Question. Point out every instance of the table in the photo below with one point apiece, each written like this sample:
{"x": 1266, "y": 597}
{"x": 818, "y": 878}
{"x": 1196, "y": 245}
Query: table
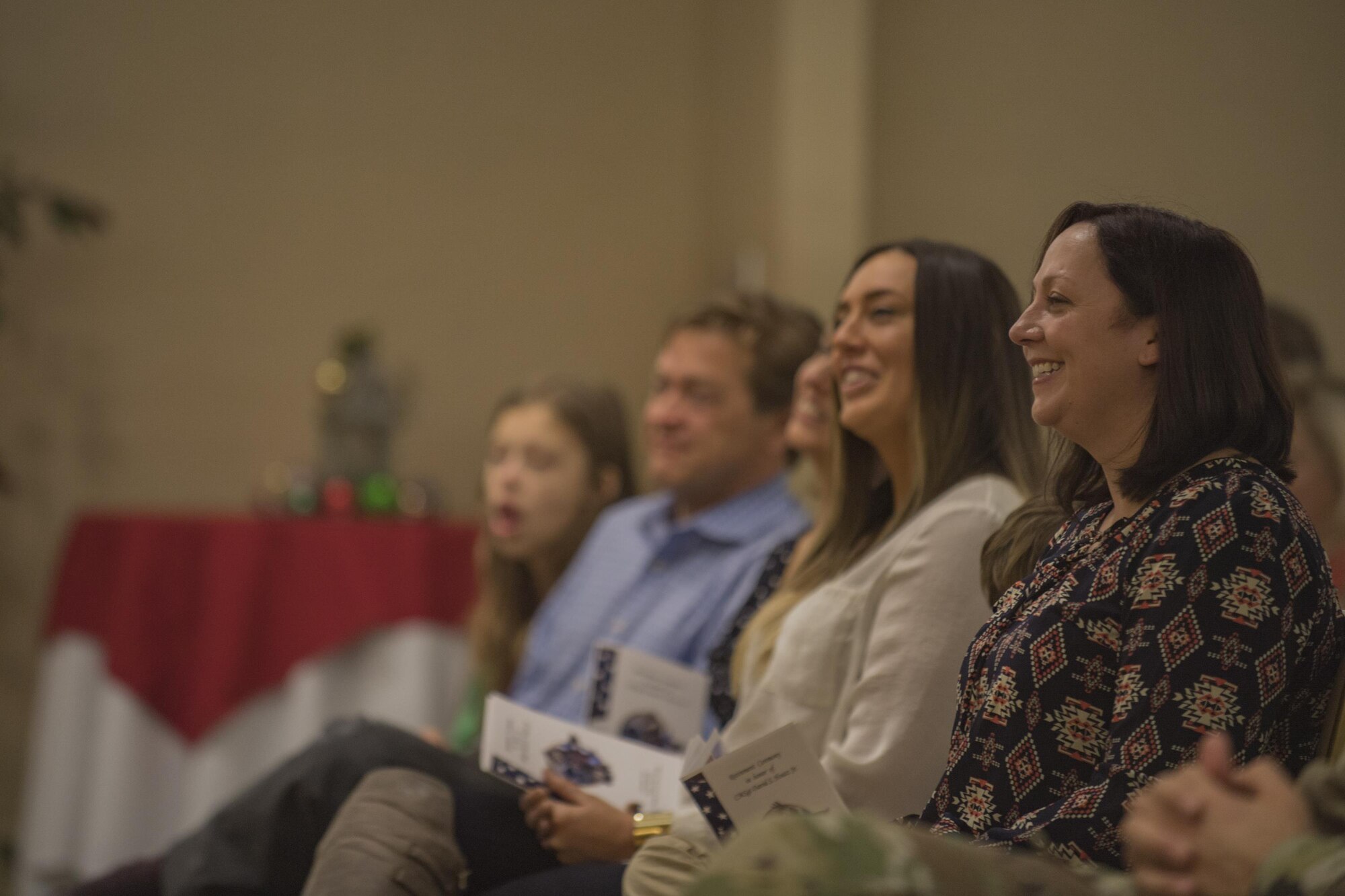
{"x": 186, "y": 655}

__Exercise goal__
Exclude the images and copy every record above exactly.

__Task result__
Question. Point out every instance of the table in the photo below with one point apiece, each written like this sample:
{"x": 1266, "y": 597}
{"x": 818, "y": 878}
{"x": 1196, "y": 245}
Query: table
{"x": 186, "y": 655}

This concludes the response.